> _Exercise_: Lay out every line of the material below as a Markdown table with the columns "Row" and "Line," skipping blank lines. Leave the pictures out of the answer.

> _Point labels for pictures_:
** BEGIN **

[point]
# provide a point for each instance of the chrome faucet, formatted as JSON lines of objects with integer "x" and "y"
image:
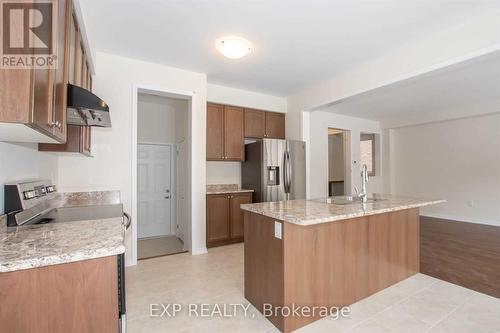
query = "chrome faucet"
{"x": 364, "y": 179}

** END **

> _Expected answer_:
| Row | Line |
|---|---|
| 1 | [point] |
| 2 | # provide a point for each instance of the chrome faucet, formatted as JSON lines of objects with integer "x" and "y" |
| 3 | image: |
| 4 | query = "chrome faucet" |
| 5 | {"x": 364, "y": 179} |